-- Start SUPPLIED DATA --

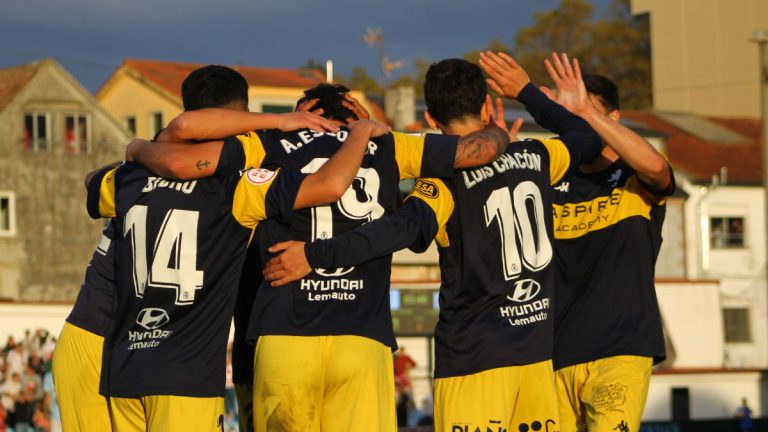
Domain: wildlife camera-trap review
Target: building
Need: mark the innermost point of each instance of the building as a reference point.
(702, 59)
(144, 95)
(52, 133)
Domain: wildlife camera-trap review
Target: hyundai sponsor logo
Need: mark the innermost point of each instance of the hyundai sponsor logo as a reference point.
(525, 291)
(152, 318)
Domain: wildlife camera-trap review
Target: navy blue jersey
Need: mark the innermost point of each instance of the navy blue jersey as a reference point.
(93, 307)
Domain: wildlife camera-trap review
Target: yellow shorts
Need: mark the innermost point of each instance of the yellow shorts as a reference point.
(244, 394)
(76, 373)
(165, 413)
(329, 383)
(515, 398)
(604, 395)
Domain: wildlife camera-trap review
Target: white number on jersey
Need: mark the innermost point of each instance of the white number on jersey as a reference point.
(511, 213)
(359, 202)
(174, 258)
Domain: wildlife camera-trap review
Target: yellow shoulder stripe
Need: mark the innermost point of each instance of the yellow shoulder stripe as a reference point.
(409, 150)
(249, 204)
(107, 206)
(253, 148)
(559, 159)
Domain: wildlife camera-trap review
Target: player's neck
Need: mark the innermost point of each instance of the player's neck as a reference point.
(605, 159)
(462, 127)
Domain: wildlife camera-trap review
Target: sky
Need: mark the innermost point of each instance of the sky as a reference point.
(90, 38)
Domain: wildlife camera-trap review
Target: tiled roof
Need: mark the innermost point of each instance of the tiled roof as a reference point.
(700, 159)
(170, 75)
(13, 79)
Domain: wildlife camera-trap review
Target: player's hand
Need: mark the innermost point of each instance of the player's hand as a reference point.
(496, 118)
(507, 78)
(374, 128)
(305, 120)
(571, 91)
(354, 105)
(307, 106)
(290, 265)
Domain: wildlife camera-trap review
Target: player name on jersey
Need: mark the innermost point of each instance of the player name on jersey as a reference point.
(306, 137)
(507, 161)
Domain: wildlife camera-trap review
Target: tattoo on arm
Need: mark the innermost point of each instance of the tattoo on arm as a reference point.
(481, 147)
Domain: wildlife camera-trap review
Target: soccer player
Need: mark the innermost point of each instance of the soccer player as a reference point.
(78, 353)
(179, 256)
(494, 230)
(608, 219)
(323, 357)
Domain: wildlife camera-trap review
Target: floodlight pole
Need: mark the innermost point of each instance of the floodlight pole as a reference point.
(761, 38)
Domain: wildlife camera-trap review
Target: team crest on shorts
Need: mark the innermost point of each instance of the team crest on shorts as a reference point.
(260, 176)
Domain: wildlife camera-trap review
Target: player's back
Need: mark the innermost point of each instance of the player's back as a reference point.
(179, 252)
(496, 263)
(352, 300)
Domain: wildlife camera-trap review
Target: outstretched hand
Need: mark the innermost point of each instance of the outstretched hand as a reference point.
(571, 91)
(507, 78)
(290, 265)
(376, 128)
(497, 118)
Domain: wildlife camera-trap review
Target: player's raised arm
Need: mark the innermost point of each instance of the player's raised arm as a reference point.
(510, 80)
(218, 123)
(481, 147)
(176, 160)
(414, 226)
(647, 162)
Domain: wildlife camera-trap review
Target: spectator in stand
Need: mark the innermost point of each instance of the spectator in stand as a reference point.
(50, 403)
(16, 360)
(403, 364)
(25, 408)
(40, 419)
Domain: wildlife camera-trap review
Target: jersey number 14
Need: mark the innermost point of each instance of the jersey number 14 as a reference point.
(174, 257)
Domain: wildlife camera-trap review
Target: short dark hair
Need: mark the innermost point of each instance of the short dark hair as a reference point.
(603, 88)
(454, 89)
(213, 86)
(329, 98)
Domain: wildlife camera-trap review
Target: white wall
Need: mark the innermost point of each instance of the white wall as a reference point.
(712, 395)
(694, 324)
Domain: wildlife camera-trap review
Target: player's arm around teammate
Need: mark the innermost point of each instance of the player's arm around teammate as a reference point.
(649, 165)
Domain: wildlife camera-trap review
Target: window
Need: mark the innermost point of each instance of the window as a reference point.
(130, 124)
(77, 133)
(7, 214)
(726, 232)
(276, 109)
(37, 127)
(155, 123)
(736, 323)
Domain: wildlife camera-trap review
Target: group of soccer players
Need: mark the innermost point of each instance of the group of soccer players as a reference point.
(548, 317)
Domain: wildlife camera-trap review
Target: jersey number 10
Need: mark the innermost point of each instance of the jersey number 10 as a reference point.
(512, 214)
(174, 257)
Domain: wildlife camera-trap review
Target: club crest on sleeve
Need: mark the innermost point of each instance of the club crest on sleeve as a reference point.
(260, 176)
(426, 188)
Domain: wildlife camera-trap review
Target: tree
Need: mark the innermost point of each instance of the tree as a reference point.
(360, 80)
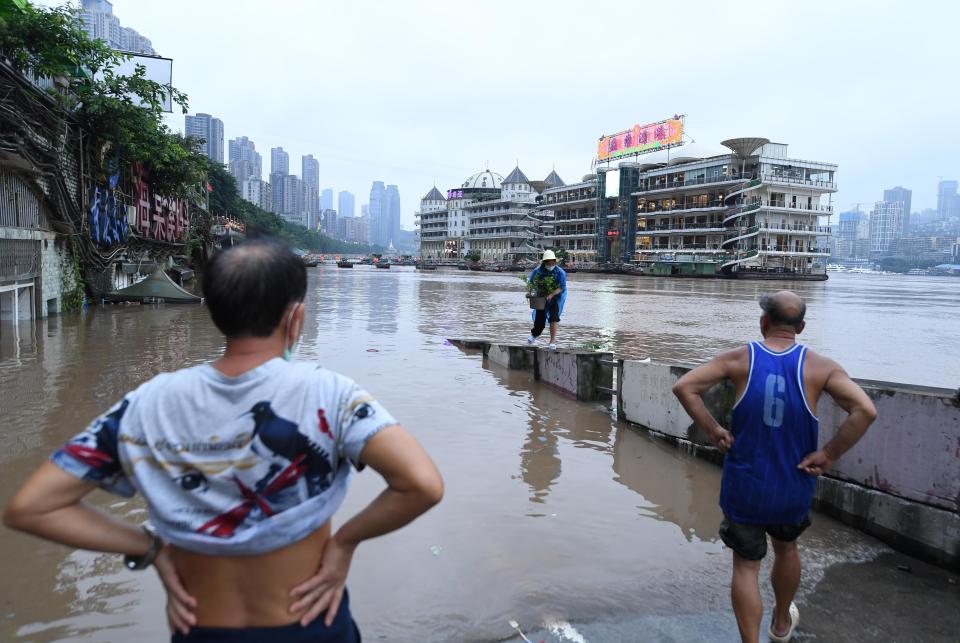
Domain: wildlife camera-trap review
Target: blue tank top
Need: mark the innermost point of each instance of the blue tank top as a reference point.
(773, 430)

-- End SUPPLIED DATA --

▶ [AIM OF THE TASK] Return each line of the data, keeping its wording exact and omitting pictures.

▶ [EXERCISE ANSWER]
Domain: wildlife camera-trap review
Target: building
Need: mark the innermost point of each instance of the building as a reference point.
(702, 59)
(144, 95)
(52, 133)
Domain: wildlife camera-trap review
Target: hyundai sponsor logo
Need: mark the innermost point of each instance of the hyundai sponsor logo as a reference point.
(525, 291)
(152, 318)
Domain: wildlife camera-trap review
Target: navy blue jersey
Need: mark the innermost point of each instance of the navy blue jersey as a reference point.
(93, 307)
Domain: wildlife camera-trap review
Target: yellow shorts
Need: mark the innermost point of each instance of the yellow shorts as a reference point.
(244, 394)
(76, 373)
(165, 413)
(329, 383)
(515, 398)
(604, 395)
Domain: wildlife camera-trap review
Target: white number on jersey
Need: mark the innermost point of each instance of the white number on jersey as a reference point.
(511, 213)
(359, 202)
(174, 258)
Domain: wildlife camera-trap review
Target: yellow shoulder stripe
Need: mark the innermost point of each instance of the yellow shoulder stripe as a reference point.
(409, 150)
(249, 204)
(107, 206)
(253, 148)
(559, 159)
Domain: wildlife camera-trap review
Target: player's neck
Need: mark the innermost point of each instance of the player's neck as a reference point.
(605, 159)
(462, 127)
Domain: wildlife camera-trap review
Target: sky
Need: mark the innermost point of each instance of the sky as a reference point.
(90, 38)
Domain: wildlife camera-trap review
Target: tiled roof
Need: mark the innermost point of each instance of the tiled roof as a reference point.
(700, 159)
(170, 75)
(13, 79)
Domain: wildlife camera-trap review
Target: player's hand
Need: mark the innermost point of each instance of the player's hand as a reference point.
(496, 118)
(507, 78)
(374, 128)
(305, 120)
(571, 91)
(354, 105)
(307, 106)
(290, 265)
Domain: wildlife camera-trap review
Target: player name on jersey
Need: mark the innermost point of each instance of the player name on jersey as a reference point.
(306, 137)
(507, 161)
Domain: wildlife camera-trap review
Target: tattoo on arm
Need: mark the innermost point of each instance of the tattoo on arm as a reference point.
(481, 147)
Domain: wildlife camera-trap review
Target: soccer player
Need: mark the innermost point of each instance of the soccer player as a reference point.
(78, 353)
(179, 256)
(494, 230)
(608, 219)
(323, 357)
Domain: wildlife camera-trap review
Target: floodlight pole
Need: mark the innermost point of each instance of the floodlight pole as a reference point.
(761, 38)
Domain: wildlife camera-trap review
Target: team crest on shorts
Need: mark the innermost point of each instance of the team crest on shorts as a reference point.
(260, 176)
Domain: wildlife camera-trap review
Target: player's back
Need: mark the innermost point of each instance of the player's back as a reference point.
(179, 252)
(496, 263)
(352, 300)
Domain: wildlife camera-trap review
Target: outstretched hand
Need: mark the innermost point of each instance of the outstretched hand as a reference point.
(571, 91)
(507, 78)
(290, 265)
(376, 128)
(497, 118)
Domain: wildlife camera-trap review
Target: player's raised arm
Need: mark the innermost point of each instance of the player's raised arm as a reference point.
(510, 80)
(218, 123)
(481, 147)
(176, 160)
(414, 226)
(647, 162)
Domain: wildlife camera-trap review
Target: spectator in stand
Need: mark the innermost point of each instance of the spectator in stand as a reference point.
(50, 403)
(16, 360)
(403, 364)
(25, 408)
(40, 419)
Domain: wildlife camera-trap review
Target: jersey number 14
Need: mark the innermost point of each instance of the jersey number 14 as a reference point.
(174, 257)
Domain: wildlife camera-trap review
Target: short dark hair
Need: mark the innermost point of each instance of the short dark hair as a reference point.
(603, 88)
(454, 89)
(213, 86)
(329, 98)
Domain: wildlife camera-trap review
Target: white wall
Need: mark the innermost point of each instance of the white wall as a reference point.
(712, 395)
(694, 324)
Domain: wildlife camera-trap review
Target: player's arm around teammate
Need: mark the innermost point of each instance of the player's arm around teammate as a reference point.
(649, 165)
Domain: wildlife camera-trap review
Target: window
Need: mark the innermost point of each instance of the window as a reference point.
(130, 124)
(77, 133)
(7, 214)
(726, 232)
(276, 109)
(37, 127)
(155, 123)
(736, 323)
Domain: wildlife camera-trap review
Target: group of soccer players
Need: mark the innermost point of each instance of the group of soccer players as a reference point.
(548, 317)
Domain: wildlife camera-trap review
Target: jersey number 10
Need: mark the innermost point of each instance of the jersey number 10 as a reference point.
(512, 214)
(174, 257)
Domain: wildlife camera-trap review
Target: club crest on sleeve
Need: mark the innermost point of each instance of the club crest on sleeve as a reference point.
(260, 176)
(426, 188)
Domain: wildlife camera-trap review
Target: tree
Need: mark the innermost point of each instance of the tree as a reference point.
(360, 80)
Domain: wildlife camera-trap review
Target: blue tank top
Need: mark the innermost point of each instance of the blue tank top as a reference point.
(773, 430)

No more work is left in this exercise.